## Set problem a
Return the forum thread about the butterfly collector story word for word, in its entirety.

# The butterfly collector (1067 words)



## Makili (Jul 21, 2016)

Ok, so here is my first ever entry to this part of the forum, and I must say I feel a bit anxious...

A note - I intended this as an allegory on the idea that is given at the very end. But I feel like something is missing. And since I feel stuck and unable to pinpoint it, I would really appreciate if you lovely people can give me your opinions on how well do you think my idea is executed.

Needless to say that all other feedback on the story and how to improve it is more than welcome...

...................


The butterfly collector

The professor had a habit of collecting things. Over the years, he collected books, souvenirs, postcards, stamps... Pursuing and hoarding those things gave him an impression that a certain void was filled, although he was only vaguely aware of and certainly unwilling to acknowledge it. And for that, he dreamt about a collection that would distinguish him from the rest of the world. So he decided to collect butterflies. Because nobody else did. And because unlike other things he already had, they were alive.

His started his collection with local species. With those that were abundant in the parts where he grew up. He was already familiar with their habitat and behavior and he knew well how to lure and entrap them.

## Records shown
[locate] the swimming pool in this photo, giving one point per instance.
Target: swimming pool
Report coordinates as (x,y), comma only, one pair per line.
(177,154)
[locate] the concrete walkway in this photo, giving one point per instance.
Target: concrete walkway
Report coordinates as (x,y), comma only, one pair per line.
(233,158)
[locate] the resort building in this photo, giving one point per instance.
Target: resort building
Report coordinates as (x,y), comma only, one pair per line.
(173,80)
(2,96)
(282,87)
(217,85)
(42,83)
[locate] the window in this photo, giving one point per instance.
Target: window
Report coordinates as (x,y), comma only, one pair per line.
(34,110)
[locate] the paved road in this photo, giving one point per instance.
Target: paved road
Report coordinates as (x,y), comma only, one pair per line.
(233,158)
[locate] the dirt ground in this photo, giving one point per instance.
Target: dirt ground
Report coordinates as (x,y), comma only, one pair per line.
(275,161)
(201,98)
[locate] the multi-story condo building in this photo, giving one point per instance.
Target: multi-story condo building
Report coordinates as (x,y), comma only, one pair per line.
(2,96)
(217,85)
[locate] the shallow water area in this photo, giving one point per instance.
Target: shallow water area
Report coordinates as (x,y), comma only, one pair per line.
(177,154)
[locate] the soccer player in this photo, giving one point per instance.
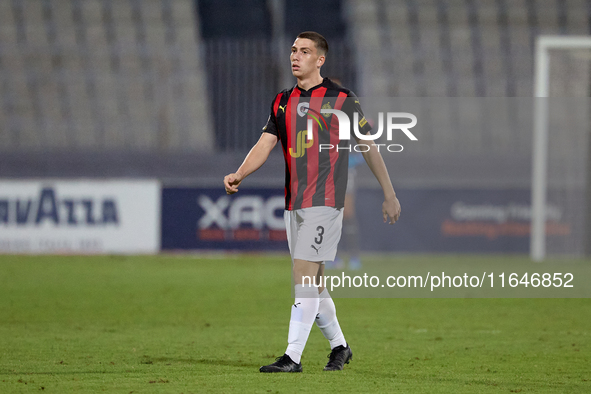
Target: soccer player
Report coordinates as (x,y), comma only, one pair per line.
(315,186)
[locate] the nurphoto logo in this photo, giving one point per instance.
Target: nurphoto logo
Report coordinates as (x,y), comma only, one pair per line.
(393,122)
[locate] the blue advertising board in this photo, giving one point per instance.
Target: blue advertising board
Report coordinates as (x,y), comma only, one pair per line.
(208,218)
(432,220)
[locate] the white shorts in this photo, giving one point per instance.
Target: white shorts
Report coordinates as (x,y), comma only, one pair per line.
(314,233)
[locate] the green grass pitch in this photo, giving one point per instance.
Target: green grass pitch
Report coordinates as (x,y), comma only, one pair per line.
(186,324)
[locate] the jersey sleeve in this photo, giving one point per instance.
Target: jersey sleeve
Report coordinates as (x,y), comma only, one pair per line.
(353,106)
(271,126)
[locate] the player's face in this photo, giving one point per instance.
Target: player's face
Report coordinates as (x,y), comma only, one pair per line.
(305,59)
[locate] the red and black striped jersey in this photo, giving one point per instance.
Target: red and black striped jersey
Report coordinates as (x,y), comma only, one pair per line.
(314,176)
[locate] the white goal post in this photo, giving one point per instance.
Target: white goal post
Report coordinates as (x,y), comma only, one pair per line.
(540,134)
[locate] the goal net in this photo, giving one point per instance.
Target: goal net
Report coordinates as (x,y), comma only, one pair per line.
(560,191)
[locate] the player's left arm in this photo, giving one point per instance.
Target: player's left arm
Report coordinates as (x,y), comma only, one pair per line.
(391,205)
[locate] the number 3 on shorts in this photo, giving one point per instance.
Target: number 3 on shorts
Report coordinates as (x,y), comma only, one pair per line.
(320,236)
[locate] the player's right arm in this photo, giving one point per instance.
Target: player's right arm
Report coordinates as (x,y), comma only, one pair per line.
(253,161)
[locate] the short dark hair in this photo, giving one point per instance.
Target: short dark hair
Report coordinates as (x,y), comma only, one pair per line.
(319,40)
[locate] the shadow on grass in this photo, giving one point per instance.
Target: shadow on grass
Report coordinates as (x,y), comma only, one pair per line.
(58,372)
(205,361)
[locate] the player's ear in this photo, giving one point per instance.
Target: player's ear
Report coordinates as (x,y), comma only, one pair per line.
(320,61)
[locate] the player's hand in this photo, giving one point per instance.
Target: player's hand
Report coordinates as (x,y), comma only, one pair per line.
(231,182)
(391,209)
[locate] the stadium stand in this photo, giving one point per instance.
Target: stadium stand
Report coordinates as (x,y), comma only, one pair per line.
(102,75)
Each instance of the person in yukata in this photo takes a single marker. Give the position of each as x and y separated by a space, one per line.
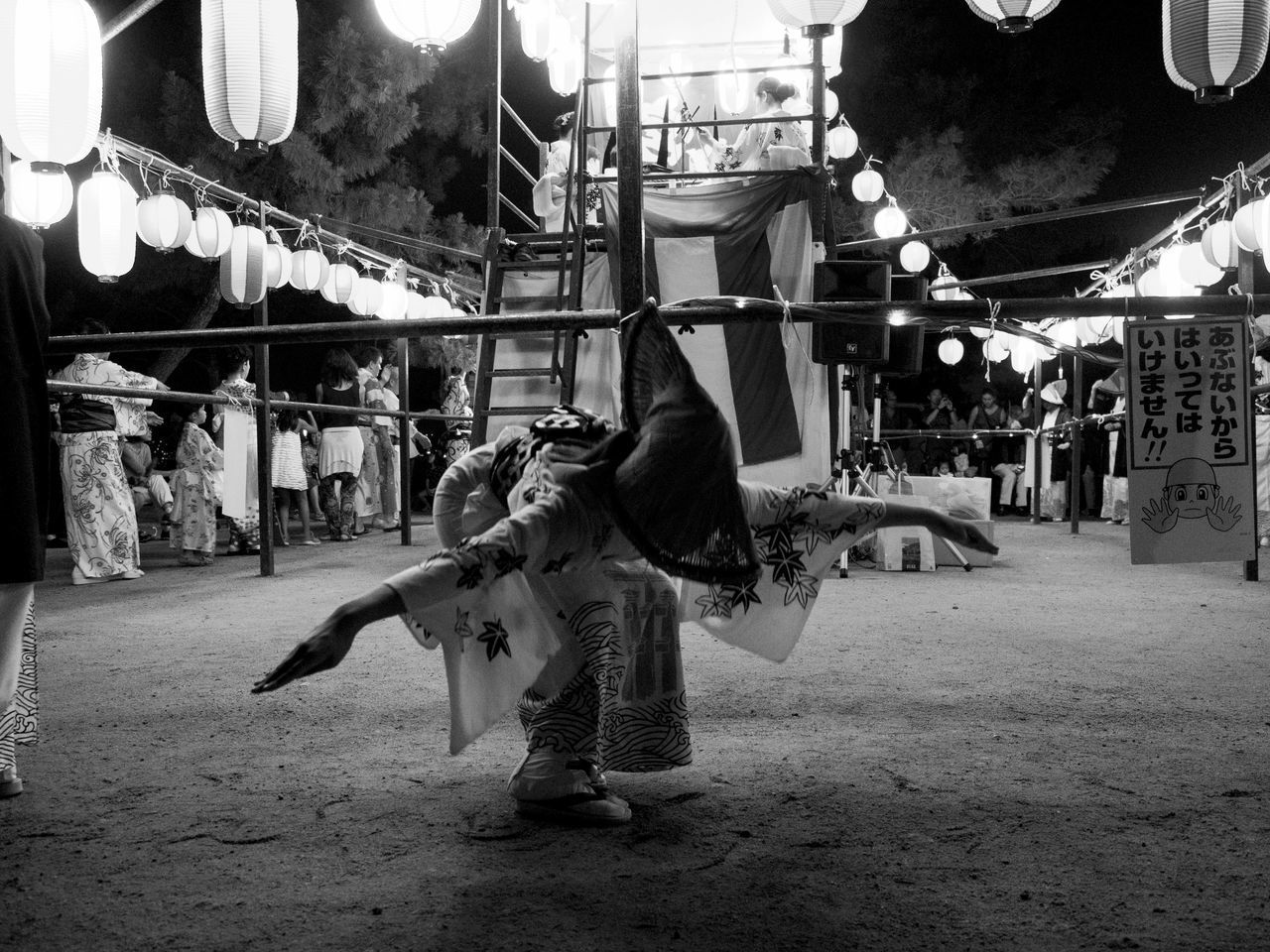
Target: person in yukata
585 547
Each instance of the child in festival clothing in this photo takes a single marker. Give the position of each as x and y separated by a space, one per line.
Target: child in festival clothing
290 479
194 497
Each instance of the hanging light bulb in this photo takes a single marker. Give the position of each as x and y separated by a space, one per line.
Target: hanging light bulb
209 236
40 198
430 26
867 185
915 257
309 270
952 350
338 286
243 273
890 221
107 225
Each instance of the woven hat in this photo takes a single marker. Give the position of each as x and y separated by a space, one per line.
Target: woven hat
1055 391
675 494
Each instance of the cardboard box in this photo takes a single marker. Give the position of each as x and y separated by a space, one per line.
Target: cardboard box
979 560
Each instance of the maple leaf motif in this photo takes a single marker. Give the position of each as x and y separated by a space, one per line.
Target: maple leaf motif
507 561
494 639
714 604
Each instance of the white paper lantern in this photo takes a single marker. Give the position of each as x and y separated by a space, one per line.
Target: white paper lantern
429 26
1012 16
50 79
393 302
867 185
309 270
1196 268
952 350
243 271
1245 229
890 221
164 221
250 70
913 257
842 141
1219 246
107 225
807 13
338 286
1214 46
366 298
209 238
40 198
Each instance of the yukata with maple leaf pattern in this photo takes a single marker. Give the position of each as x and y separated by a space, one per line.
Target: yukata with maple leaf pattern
500 638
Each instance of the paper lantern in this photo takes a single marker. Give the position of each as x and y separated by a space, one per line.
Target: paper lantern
209 236
1012 17
913 257
842 141
243 272
867 185
1219 246
429 26
309 270
952 350
366 298
164 221
277 266
816 13
40 198
107 225
890 221
338 286
1196 268
50 79
393 303
250 70
1214 46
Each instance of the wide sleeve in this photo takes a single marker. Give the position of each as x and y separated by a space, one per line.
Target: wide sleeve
799 535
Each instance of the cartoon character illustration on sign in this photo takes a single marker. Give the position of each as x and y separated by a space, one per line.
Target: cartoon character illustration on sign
1192 493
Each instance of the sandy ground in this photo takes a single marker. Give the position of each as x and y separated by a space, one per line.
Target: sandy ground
1061 752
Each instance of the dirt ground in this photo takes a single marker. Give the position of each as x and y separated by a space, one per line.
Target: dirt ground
1061 752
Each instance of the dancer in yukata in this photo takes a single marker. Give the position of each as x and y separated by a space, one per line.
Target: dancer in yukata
585 547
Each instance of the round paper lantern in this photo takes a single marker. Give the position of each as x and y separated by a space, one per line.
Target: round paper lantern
338 286
890 221
1012 17
842 141
952 350
50 79
107 225
1196 268
366 298
1219 246
393 303
1245 225
243 272
309 270
816 13
164 221
1214 46
209 238
429 26
40 198
913 257
867 185
250 70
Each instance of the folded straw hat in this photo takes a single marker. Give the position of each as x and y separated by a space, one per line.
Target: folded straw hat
675 494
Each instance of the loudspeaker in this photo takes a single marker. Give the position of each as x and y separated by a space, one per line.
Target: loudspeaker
858 341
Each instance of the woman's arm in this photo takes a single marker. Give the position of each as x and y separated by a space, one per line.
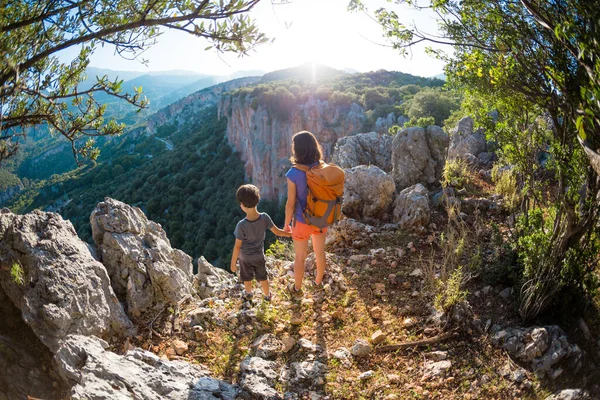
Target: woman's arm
290 205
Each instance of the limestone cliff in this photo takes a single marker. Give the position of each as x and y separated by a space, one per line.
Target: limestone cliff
264 140
182 110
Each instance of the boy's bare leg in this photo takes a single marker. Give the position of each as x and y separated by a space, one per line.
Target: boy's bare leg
319 248
265 287
300 247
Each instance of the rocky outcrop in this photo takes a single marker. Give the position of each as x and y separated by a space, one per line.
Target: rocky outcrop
144 268
264 140
547 349
96 373
367 193
418 156
466 144
411 208
185 109
52 278
364 149
10 192
210 279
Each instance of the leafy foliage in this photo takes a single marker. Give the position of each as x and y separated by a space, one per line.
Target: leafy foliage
36 89
530 73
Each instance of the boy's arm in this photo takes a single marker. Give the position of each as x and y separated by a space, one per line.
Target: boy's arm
280 232
235 255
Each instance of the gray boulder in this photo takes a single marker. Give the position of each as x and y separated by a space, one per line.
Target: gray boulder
466 144
411 208
259 377
144 268
547 349
62 288
367 193
210 279
96 373
418 156
364 149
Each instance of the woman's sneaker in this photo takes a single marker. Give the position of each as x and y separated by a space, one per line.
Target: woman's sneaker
293 291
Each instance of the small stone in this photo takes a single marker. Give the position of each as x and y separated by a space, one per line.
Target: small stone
417 272
376 312
378 337
297 318
170 352
180 346
361 348
338 314
505 294
366 375
408 322
437 355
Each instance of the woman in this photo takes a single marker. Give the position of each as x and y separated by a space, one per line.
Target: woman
307 151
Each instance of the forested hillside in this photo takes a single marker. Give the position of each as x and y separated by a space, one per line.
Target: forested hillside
185 176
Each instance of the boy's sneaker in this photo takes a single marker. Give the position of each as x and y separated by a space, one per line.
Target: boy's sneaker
293 291
247 296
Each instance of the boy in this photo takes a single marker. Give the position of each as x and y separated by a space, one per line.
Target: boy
250 242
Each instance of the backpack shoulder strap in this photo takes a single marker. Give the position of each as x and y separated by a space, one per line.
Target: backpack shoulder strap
301 167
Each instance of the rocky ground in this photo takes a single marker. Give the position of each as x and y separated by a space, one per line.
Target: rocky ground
418 300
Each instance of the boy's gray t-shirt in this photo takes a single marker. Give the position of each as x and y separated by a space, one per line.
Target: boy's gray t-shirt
252 235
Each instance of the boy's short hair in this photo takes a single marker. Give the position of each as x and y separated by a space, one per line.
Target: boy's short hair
248 195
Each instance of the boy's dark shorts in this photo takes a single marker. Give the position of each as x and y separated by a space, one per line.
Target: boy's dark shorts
251 269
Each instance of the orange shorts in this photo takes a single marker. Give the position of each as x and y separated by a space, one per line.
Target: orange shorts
301 231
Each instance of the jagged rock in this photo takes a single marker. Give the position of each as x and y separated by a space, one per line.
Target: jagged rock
26 370
96 373
361 348
144 268
418 156
367 192
343 354
570 394
465 142
259 377
433 369
209 279
364 149
546 348
411 208
63 289
307 371
267 346
366 375
346 231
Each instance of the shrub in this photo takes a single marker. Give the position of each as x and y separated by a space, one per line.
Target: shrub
456 173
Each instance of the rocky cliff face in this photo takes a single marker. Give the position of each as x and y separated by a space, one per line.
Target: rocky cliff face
182 110
264 140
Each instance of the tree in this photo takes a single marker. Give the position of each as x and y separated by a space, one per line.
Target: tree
534 59
36 89
432 103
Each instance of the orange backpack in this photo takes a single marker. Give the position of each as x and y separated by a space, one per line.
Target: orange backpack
325 190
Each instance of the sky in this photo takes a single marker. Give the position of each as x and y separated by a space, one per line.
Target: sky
320 31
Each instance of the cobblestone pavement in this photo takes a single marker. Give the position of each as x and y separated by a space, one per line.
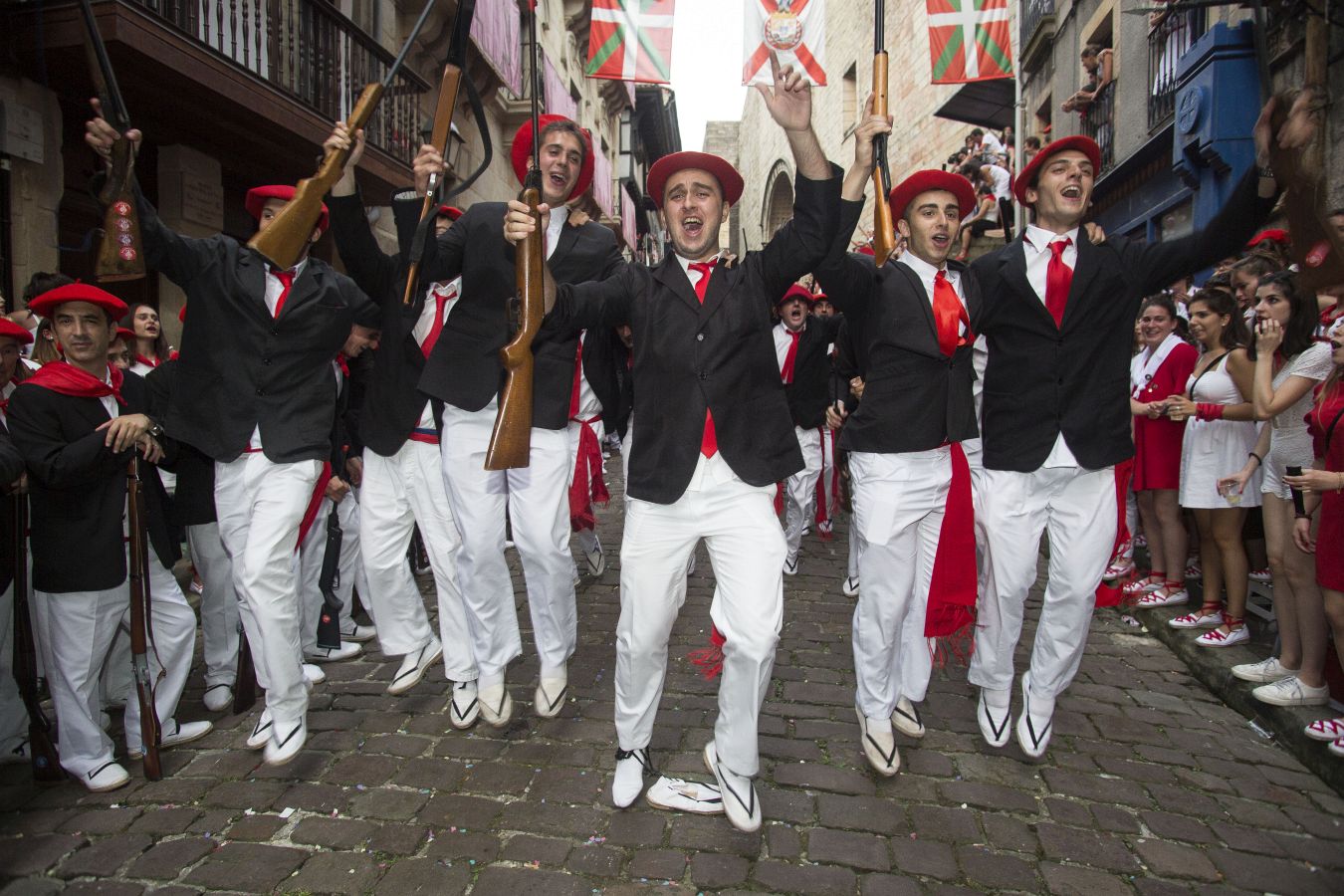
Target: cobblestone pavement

## Set problem b
List every line of the records above that contains the word "with".

## Correct response a
# The butterfly collector (1067 words)



## Makili (Jul 21, 2016)

Ok, so here is my first ever entry to this part of the forum, and I must say I feel a bit anxious...

A note - I intended this as an allegory on the idea that is given at the very end. But I feel like something is missing. And since I feel stuck and unable to pinpoint it, I would really appreciate if you lovely people can give me your opinions on how well do you think my idea is executed.

Needless to say that all other feedback on the story and how to improve it is more than welcome...

...................


The butterfly collector

The professor had a habit of collecting things. Over the years, he collected books, souvenirs, postcards, stamps... Pursuing and hoarding those things gave him an impression that a certain void was filled, although he was only vaguely aware of and certainly unwilling to acknowledge it. And for that, he dreamt about a collection that would distinguish him from the rest of the world. So he decided to collect butterflies. Because nobody else did. And because unlike other things he already had, they were alive.

His started his collection with local species. With those that were abundant in the parts where he grew up. He was already familiar with their habitat and behavior and he knew well how to lure and entrap them.

## Correct response b
Each instance of the yukata with maple leaf pattern in this photo takes a single marker. Give the position of each as x and y separated by a space, one per line.
Target: yukata with maple leaf pattern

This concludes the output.